SHORT PROBLEM » Copy the records below line for line, changing nothing, but leave the pictures out.

MATERIAL FOR THIS TASK »
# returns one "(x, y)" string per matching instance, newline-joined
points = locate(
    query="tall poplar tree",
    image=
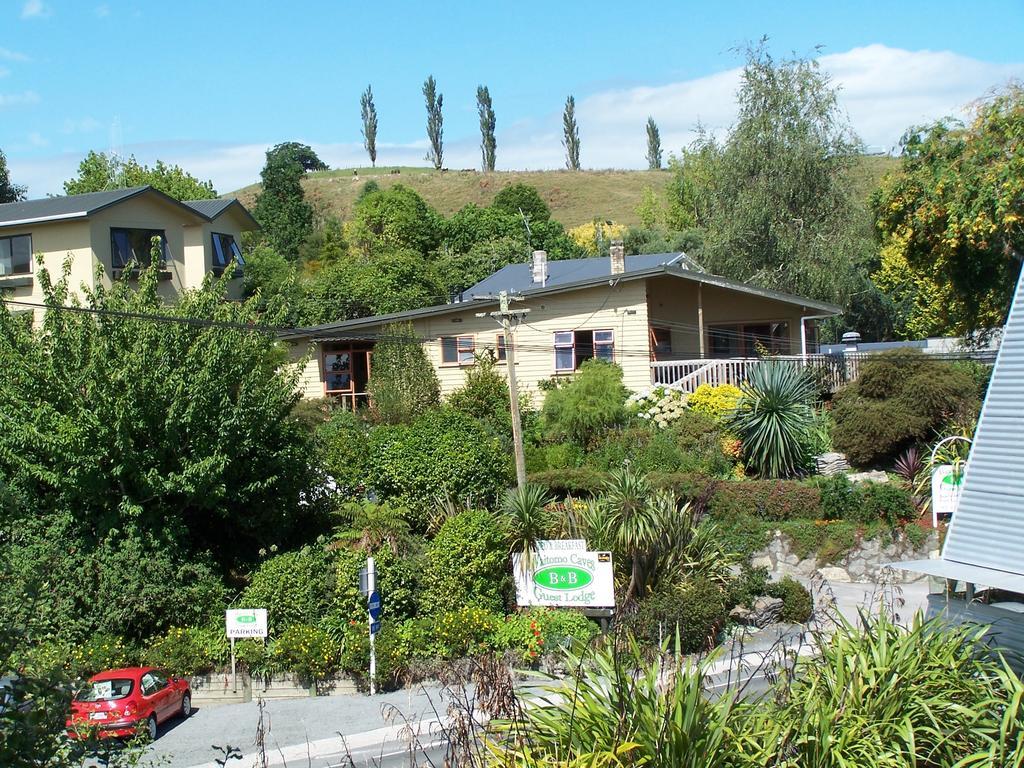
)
(653, 145)
(369, 124)
(571, 133)
(9, 193)
(488, 144)
(435, 127)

THE ANSWER »
# returns one "(x, y)" string per matching instance, newline-joined
points = locate(
    query="tall poplar tree",
    image=
)
(653, 145)
(369, 124)
(571, 133)
(9, 193)
(488, 144)
(435, 127)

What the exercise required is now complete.